## Dataset rows
----
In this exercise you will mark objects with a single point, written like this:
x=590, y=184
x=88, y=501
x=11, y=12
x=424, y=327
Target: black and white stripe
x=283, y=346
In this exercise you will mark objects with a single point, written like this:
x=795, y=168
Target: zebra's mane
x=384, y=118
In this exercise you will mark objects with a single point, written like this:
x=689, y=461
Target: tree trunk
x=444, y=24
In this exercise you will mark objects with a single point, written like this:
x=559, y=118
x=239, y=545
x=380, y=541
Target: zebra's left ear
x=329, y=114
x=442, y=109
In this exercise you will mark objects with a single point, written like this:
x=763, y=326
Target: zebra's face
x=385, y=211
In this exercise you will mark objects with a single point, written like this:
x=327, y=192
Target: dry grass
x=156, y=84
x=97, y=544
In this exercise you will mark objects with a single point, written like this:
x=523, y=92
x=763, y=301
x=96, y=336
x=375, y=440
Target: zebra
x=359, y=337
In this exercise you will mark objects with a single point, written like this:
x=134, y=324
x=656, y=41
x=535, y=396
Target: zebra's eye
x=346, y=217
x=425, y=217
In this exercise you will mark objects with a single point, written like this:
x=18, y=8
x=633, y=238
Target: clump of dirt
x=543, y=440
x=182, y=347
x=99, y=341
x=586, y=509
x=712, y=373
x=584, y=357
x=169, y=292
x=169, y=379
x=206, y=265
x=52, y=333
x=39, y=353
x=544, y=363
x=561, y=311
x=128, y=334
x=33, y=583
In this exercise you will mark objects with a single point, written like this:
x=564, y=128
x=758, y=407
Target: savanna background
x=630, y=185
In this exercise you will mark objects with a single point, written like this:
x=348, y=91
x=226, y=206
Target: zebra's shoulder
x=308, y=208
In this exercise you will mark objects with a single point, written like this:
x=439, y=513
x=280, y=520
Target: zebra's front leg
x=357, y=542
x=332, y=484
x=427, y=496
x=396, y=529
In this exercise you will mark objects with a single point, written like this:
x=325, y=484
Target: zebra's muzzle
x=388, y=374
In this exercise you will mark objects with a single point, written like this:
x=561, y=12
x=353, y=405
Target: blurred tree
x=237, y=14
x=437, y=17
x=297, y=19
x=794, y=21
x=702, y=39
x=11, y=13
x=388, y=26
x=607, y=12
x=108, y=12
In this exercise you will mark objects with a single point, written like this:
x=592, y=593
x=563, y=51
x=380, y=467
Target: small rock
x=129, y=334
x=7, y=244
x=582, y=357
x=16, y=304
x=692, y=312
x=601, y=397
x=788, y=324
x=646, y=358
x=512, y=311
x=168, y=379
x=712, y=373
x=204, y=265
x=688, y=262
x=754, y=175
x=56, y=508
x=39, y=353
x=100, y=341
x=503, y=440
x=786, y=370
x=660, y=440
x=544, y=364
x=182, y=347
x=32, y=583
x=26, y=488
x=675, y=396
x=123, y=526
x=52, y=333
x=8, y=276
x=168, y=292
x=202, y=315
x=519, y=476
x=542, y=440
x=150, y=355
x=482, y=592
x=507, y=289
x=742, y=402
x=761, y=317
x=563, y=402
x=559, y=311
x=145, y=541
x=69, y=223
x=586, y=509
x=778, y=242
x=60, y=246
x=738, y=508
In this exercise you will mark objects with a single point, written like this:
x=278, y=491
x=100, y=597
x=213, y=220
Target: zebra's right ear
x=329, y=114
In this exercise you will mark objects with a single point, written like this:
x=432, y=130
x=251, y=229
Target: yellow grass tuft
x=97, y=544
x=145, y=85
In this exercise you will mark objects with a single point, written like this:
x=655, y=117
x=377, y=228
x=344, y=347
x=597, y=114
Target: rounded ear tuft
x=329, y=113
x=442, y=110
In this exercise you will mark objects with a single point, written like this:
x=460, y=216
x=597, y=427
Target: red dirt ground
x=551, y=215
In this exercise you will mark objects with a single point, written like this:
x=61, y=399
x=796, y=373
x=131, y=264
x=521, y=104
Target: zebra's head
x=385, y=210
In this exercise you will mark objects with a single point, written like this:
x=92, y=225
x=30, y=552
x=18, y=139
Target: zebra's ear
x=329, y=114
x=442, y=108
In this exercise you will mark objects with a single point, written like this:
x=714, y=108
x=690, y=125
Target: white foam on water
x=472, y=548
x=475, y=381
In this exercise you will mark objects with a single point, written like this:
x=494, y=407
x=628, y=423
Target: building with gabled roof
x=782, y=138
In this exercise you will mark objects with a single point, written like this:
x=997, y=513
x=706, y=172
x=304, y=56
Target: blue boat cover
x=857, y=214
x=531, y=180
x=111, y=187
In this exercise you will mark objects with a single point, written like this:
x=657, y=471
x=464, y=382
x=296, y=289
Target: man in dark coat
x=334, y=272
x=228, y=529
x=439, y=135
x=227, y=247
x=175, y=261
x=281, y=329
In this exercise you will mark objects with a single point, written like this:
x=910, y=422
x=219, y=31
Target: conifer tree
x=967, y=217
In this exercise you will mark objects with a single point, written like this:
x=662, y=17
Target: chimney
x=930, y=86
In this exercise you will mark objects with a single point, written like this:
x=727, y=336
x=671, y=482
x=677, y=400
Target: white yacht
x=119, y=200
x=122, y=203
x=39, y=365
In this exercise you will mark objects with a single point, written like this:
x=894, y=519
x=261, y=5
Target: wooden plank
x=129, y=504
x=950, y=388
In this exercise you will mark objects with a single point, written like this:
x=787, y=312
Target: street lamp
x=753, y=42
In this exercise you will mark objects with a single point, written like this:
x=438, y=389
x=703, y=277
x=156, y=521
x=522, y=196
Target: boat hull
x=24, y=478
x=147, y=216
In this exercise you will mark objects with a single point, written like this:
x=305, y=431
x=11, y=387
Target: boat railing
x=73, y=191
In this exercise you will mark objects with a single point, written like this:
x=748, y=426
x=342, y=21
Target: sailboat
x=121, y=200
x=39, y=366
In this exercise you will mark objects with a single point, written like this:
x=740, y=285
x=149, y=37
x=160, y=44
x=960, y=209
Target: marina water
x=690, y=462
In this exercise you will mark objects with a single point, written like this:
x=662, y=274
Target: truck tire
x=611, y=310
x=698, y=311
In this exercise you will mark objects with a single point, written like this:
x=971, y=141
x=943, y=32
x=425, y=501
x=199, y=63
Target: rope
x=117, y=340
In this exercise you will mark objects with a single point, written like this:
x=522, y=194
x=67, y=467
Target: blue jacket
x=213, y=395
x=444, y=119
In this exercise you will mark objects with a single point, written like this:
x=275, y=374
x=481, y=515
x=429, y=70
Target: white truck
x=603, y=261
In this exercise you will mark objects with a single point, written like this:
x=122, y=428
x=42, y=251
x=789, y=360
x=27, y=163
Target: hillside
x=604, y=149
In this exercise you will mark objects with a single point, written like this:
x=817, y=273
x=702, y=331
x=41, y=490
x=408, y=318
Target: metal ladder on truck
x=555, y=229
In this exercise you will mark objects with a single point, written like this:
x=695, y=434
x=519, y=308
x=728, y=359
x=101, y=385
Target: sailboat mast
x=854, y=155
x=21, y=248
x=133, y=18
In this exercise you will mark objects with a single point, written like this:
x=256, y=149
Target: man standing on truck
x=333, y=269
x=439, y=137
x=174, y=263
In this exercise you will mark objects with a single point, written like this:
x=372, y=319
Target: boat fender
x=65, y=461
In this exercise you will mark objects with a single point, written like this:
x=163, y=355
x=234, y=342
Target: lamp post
----
## What is expected
Give the entries again in full, exactly as they are written.

## Exercise response
In this exercise you will mark objects with a single point, written like this:
x=590, y=184
x=88, y=501
x=11, y=12
x=424, y=327
Target: black and white stripe
x=283, y=346
In this exercise you will mark objects with a single point, written like this:
x=795, y=168
Target: zebra's mane
x=384, y=118
In this exercise you will mark objects with a single point, written like this:
x=689, y=461
Target: tree trunk
x=444, y=24
In this exercise you will mark objects with a single point, written like this:
x=559, y=118
x=239, y=545
x=380, y=541
Target: zebra's left ear
x=329, y=114
x=442, y=109
In this exercise you will mark objects with a single point, written like this:
x=763, y=326
Target: zebra's face
x=385, y=211
In this exercise you will mark objects with a single point, written like this:
x=327, y=192
Target: dry grass
x=156, y=84
x=97, y=544
In this exercise you will mark objects with a single point, written like this:
x=523, y=92
x=763, y=301
x=96, y=336
x=375, y=440
Target: zebra
x=359, y=337
In this exercise you will mark objects with a single point, written like this:
x=134, y=324
x=656, y=41
x=535, y=396
Target: zebra's eye
x=346, y=217
x=425, y=217
In this exercise you will mark objects with a single point, written like this:
x=18, y=8
x=633, y=238
Target: clump of dirt
x=543, y=440
x=182, y=347
x=99, y=341
x=586, y=509
x=712, y=373
x=584, y=357
x=169, y=292
x=169, y=379
x=206, y=265
x=52, y=333
x=39, y=353
x=544, y=363
x=561, y=311
x=128, y=334
x=33, y=583
In this exercise you will mark objects with a single point, written like this:
x=564, y=128
x=758, y=407
Target: savanna background
x=630, y=185
In this exercise you will mark objects with a single point, written like this:
x=348, y=91
x=226, y=206
Target: zebra's shoulder
x=308, y=208
In this exercise you will mark objects with a single point, written like this:
x=439, y=513
x=280, y=520
Target: zebra's front leg
x=357, y=542
x=332, y=484
x=427, y=496
x=396, y=529
In this exercise you will mark objects with a single point, written like this:
x=325, y=484
Target: zebra's muzzle
x=388, y=374
In this exercise you will mark objects with a single point, written like this:
x=561, y=12
x=353, y=405
Target: blurred tree
x=237, y=14
x=437, y=17
x=297, y=19
x=794, y=21
x=702, y=39
x=11, y=13
x=388, y=26
x=607, y=12
x=108, y=12
In this exercise you will mark objects with a single point, written like this:
x=592, y=593
x=563, y=51
x=380, y=467
Target: small rock
x=129, y=334
x=7, y=244
x=582, y=357
x=16, y=304
x=692, y=312
x=601, y=397
x=788, y=324
x=646, y=358
x=512, y=311
x=168, y=379
x=712, y=373
x=204, y=265
x=688, y=262
x=754, y=175
x=56, y=508
x=39, y=353
x=100, y=341
x=503, y=440
x=786, y=370
x=660, y=440
x=544, y=364
x=182, y=347
x=32, y=583
x=26, y=488
x=675, y=396
x=123, y=526
x=52, y=333
x=8, y=276
x=168, y=292
x=202, y=315
x=519, y=476
x=542, y=440
x=150, y=355
x=482, y=592
x=507, y=289
x=742, y=402
x=761, y=317
x=563, y=402
x=559, y=311
x=145, y=541
x=69, y=223
x=586, y=509
x=778, y=242
x=60, y=246
x=738, y=508
In this exercise you will mark objects with a single point, written like this:
x=278, y=491
x=100, y=597
x=213, y=220
Target: zebra's right ear
x=329, y=114
In this exercise you will mark objects with a single point, written like this:
x=432, y=130
x=251, y=229
Target: yellow grass tuft
x=97, y=544
x=145, y=85
In this exercise you will mark objects with a single point, written like this:
x=655, y=117
x=377, y=228
x=344, y=347
x=597, y=114
Target: rounded ear tuft
x=329, y=113
x=442, y=110
In this exercise you will mark objects with a single point, written like this:
x=460, y=216
x=597, y=427
Target: red dirt ground
x=551, y=215
In this exercise you will mark objects with a single point, written like this:
x=61, y=399
x=796, y=373
x=131, y=264
x=521, y=104
Target: zebra's head
x=385, y=210
In this exercise you will mark objects with a single point, written like this:
x=92, y=225
x=30, y=552
x=18, y=139
Target: zebra's ear
x=329, y=114
x=442, y=108
In this exercise you will mark objects with a single point, written like this:
x=714, y=108
x=690, y=125
Target: white foam on water
x=472, y=548
x=475, y=381
In this exercise you will mark objects with a single point, written like this:
x=494, y=407
x=628, y=423
Target: building with gabled roof
x=782, y=138
In this exercise you will mark objects with a single point, written like this:
x=997, y=513
x=706, y=172
x=304, y=56
Target: blue boat cover
x=857, y=214
x=531, y=180
x=111, y=187
In this exercise you will mark objects with a single point, written like this:
x=657, y=471
x=464, y=382
x=296, y=289
Target: man in dark coat
x=334, y=272
x=228, y=529
x=439, y=135
x=227, y=247
x=175, y=261
x=281, y=329
In this exercise you will mark objects with a single point, written like this:
x=910, y=422
x=219, y=31
Target: conifer tree
x=967, y=217
In this exercise you will mark objects with a single point, written like this:
x=662, y=17
Target: chimney
x=930, y=86
In this exercise you will mark objects with a single point, written like this:
x=727, y=336
x=671, y=482
x=677, y=400
Target: white yacht
x=119, y=200
x=122, y=203
x=39, y=365
In this exercise you will mark objects with a single point, written like this:
x=894, y=519
x=261, y=5
Target: wooden plank
x=129, y=504
x=950, y=388
In this exercise you will mark objects with a single point, written like this:
x=787, y=312
Target: street lamp
x=753, y=42
In this exercise you will mark objects with a single point, written like this:
x=438, y=389
x=703, y=277
x=156, y=521
x=522, y=196
Target: boat hull
x=24, y=478
x=147, y=216
In this exercise you will mark objects with a single point, written like this:
x=305, y=431
x=11, y=387
Target: boat railing
x=73, y=191
In this exercise you will mark objects with a single point, written like this:
x=748, y=426
x=342, y=21
Target: sailboat
x=121, y=200
x=39, y=366
In this exercise you will mark objects with a single point, written like this:
x=740, y=285
x=149, y=37
x=160, y=44
x=960, y=209
Target: marina water
x=690, y=462
In this exercise you will mark objects with a single point, written like this:
x=662, y=274
Target: truck tire
x=611, y=310
x=698, y=311
In this exercise you will mark objects with a single point, written like this:
x=971, y=141
x=943, y=32
x=425, y=501
x=199, y=63
Target: rope
x=117, y=340
In this exercise you will mark objects with a single point, written like this:
x=522, y=194
x=67, y=467
Target: blue jacket
x=213, y=395
x=444, y=119
In this exercise you will mark objects with a single point, written like this:
x=275, y=374
x=481, y=515
x=429, y=70
Target: white truck
x=603, y=261
In this exercise you will mark objects with a single point, written like this:
x=122, y=428
x=42, y=251
x=789, y=360
x=27, y=163
Target: hillside
x=604, y=149
In this exercise you will mark objects with a single point, written like this:
x=817, y=273
x=702, y=331
x=41, y=490
x=408, y=318
Target: metal ladder on truck
x=555, y=229
In this exercise you will mark objects with a single point, written like this:
x=695, y=434
x=519, y=308
x=728, y=359
x=101, y=385
Target: sailboat mast
x=854, y=155
x=21, y=248
x=133, y=18
In this exercise you will mark objects with a single point, written like this:
x=256, y=149
Target: man standing on truck
x=333, y=269
x=439, y=137
x=174, y=263
In this exercise you will mark objects with a single point, written like this:
x=372, y=319
Target: boat fender
x=65, y=461
In this exercise you will mark objects with a single point, written like this:
x=163, y=355
x=234, y=342
Target: lamp post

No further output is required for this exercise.